SOURCE EXCERPT ▸
################
Her memory of people is remarkable. She remembers the grasp of fingers she has held before, all the characteristic tightening of the muscles that makes one person’s handshake different from that of another.

 

The trait most characteristic, perhaps, of Miss Keller (and also of Miss Sullivan) is humour. Skill in the use of words and her habit of playing with them make her ready with mots and epigrams.

 

Some one asked her if she liked to study.

 

“Yes,” she replied, “but I like to play also, and I feel sometimes as if I were a music box with all the play shut up inside me.”

 

When she met Dr. Furness, the Shakespearean scholar, he warned her not to let the college professors tell her too many assumed facts about the life of Shakespeare; all we know, he said, is that Shakespeare was baptized, married, and died.

 

“Well,” she replied, “he seems to have done all the essential things.”
################
STORED RECORDS ▸
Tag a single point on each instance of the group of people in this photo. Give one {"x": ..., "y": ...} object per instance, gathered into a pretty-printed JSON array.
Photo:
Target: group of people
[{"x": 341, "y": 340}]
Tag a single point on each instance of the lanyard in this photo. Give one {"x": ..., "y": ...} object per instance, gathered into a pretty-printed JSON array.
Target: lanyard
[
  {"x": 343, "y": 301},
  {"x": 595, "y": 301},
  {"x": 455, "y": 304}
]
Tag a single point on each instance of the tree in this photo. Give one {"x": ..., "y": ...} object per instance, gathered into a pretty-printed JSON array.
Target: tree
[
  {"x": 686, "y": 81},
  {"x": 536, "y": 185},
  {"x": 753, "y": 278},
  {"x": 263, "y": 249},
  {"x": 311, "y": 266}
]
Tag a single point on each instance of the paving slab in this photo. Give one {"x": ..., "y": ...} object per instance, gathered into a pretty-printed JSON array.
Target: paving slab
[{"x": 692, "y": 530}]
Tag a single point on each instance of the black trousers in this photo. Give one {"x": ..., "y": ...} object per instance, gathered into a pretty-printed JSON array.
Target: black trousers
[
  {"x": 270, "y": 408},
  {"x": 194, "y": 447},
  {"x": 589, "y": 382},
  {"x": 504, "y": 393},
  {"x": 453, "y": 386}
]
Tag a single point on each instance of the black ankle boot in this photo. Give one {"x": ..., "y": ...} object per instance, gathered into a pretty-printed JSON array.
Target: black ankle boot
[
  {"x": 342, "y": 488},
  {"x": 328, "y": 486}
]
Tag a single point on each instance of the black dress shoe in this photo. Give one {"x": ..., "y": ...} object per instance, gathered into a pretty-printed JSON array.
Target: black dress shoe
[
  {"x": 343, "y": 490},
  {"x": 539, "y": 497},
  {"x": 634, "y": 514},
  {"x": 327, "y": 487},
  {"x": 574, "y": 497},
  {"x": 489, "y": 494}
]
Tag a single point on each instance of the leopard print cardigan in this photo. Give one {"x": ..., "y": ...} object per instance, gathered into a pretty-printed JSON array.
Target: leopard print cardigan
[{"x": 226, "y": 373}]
################
OBJECTIVE 1 ▸ Reproduce the passage about Miss Keller word for word, starting at "The trait most" and ending at "mots and epigrams.".
OBJECTIVE 2 ▸ Which people are mentioned by name in the passage about Miss Keller? List every one.

FULL ANSWER 1 ▸
The trait most characteristic, perhaps, of Miss Keller (and also of Miss Sullivan) is humour. Skill in the use of words and her habit of playing with them make her ready with mots and epigrams.

FULL ANSWER 2 ▸
Miss Keller
Miss Sullivan
Dr. Furness
Shakespeare